Request –
Turn the material below into a numbered list, leaving out any blank lines.

## begin Excerpted data

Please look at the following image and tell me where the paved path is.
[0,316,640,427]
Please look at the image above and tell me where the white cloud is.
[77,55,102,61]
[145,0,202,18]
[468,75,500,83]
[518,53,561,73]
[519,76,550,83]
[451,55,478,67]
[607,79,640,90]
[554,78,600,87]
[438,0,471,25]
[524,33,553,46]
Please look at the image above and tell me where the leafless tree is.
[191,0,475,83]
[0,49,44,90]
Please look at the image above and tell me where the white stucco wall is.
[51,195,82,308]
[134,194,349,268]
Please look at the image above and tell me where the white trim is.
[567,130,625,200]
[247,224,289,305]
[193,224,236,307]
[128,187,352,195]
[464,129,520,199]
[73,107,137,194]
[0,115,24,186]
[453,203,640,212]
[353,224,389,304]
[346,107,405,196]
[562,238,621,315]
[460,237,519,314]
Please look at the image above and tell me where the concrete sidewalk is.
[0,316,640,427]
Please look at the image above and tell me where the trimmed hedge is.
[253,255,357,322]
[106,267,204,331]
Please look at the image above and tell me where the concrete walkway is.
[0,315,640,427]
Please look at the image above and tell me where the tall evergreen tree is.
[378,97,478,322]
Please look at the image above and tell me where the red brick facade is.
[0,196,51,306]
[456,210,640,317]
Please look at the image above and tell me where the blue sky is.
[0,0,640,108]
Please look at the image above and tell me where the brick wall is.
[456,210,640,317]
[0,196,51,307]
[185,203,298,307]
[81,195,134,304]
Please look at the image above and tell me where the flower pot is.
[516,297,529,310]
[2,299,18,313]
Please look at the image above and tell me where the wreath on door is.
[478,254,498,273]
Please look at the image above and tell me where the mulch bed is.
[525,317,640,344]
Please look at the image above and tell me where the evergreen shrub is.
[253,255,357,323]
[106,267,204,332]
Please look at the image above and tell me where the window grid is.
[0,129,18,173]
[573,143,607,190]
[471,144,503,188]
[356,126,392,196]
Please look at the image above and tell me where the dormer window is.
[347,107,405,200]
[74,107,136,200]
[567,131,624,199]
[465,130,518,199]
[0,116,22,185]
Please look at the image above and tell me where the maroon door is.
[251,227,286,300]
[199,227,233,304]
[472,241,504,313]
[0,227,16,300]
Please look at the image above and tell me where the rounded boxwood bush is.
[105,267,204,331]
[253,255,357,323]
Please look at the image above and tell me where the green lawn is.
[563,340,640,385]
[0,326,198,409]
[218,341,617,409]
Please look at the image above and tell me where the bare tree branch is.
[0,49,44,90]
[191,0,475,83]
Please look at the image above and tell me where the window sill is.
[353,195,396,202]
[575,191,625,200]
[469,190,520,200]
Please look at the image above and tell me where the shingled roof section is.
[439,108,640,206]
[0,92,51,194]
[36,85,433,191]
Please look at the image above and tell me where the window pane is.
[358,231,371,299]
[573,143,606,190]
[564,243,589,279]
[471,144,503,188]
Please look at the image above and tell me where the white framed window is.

## end Excerpted data

Completed task –
1. Please look at the following image and tell me where the paved path is.
2. [0,316,640,427]
3. Please look at the image above and tell me where the white cloud is.
4. [77,55,102,61]
5. [145,0,202,18]
6. [468,75,500,83]
7. [518,53,561,73]
8. [519,76,550,83]
9. [451,55,478,67]
10. [607,79,640,90]
11. [554,78,600,87]
12. [438,0,471,25]
13. [524,33,553,46]
14. Please look at the image above and tell me where the leafless tree is.
15. [191,0,475,83]
16. [0,49,44,90]
17. Please look at the image above and tell me where the white stucco wall is.
18. [51,195,82,308]
19. [134,194,349,268]
20. Please look at the image above and tell me where the white trim is.
21. [567,130,625,200]
22. [247,224,289,305]
23. [193,224,236,307]
24. [128,187,352,195]
25. [464,129,520,199]
26. [73,107,137,194]
27. [0,115,24,186]
28. [453,203,640,212]
29. [353,224,389,304]
30. [346,107,405,196]
31. [562,238,621,315]
32. [460,237,519,314]
33. Please look at the image above and tell me where the concrete sidewalk is.
34. [0,316,640,427]
35. Please look at the image above and tell me where the trimmed hedge is.
36. [253,255,357,322]
37. [106,267,204,331]
38. Please look at the image above and tell me where the concrete walkway is.
39. [0,315,640,427]
40. Please look at the image above and tell me where the tall evergreen tree is.
41. [378,97,478,322]
42. Please look at the image above and tell me where the red brick facade is.
43. [0,196,51,306]
44. [456,210,640,317]
45. Please look at the image above and tell me where the blue sky is.
46. [0,0,640,108]
47. Please look at the image above and tell me where the brick wall is.
48. [456,210,640,317]
49. [0,196,51,307]
50. [185,203,298,307]
51. [81,195,134,304]
52. Please look at the image above and tell me where the flower pot is.
53. [516,297,529,310]
54. [2,299,18,313]
55. Please look at the image above and tell me where the wreath on door is.
56. [478,254,498,273]
57. Please look at the image above and tell me where the mulch bed is.
58. [525,317,640,344]
59. Please look at the image above and tell me where the evergreen shrub is.
60. [253,255,357,323]
61. [106,267,204,332]
62. Please look at the image above and tell me where the window grid is.
63. [0,129,18,173]
64. [573,143,607,190]
65. [471,144,503,188]
66. [356,126,392,196]
67. Please look at the image above and tell me where the dormer window is.
68. [347,107,405,200]
69. [74,107,136,200]
70. [567,131,624,199]
71. [465,130,518,199]
72. [0,116,22,185]
73. Please look at the image above and tell me where the maroon door is.
74. [251,227,286,300]
75. [199,227,233,304]
76. [472,241,504,313]
77. [0,227,16,300]
78. Please look at the image above and tell me where the rounded boxwood bush is.
79. [105,267,204,331]
80. [253,255,357,323]
81. Please look at the image above and tell me where the green lawn is.
82. [563,340,640,385]
83. [0,326,198,409]
84. [218,341,617,409]
85. Please look at the image above and tell me where the bare tree branch is.
86. [0,49,44,90]
87. [191,0,475,83]
88. Please look at the image above and tell me where the window sill is.
89. [353,195,396,202]
90. [575,191,625,200]
91. [469,190,520,200]
92. Please look at the image above and tell me where the shingled roof section is.
93. [439,108,640,206]
94. [0,92,51,194]
95. [36,85,433,191]
96. Please look at the image above and tell me where the window pane is.
97. [358,231,371,299]
98. [573,143,606,190]
99. [564,243,589,279]
100. [471,144,503,188]
101. Please look at the image above and tell me where the white framed window is.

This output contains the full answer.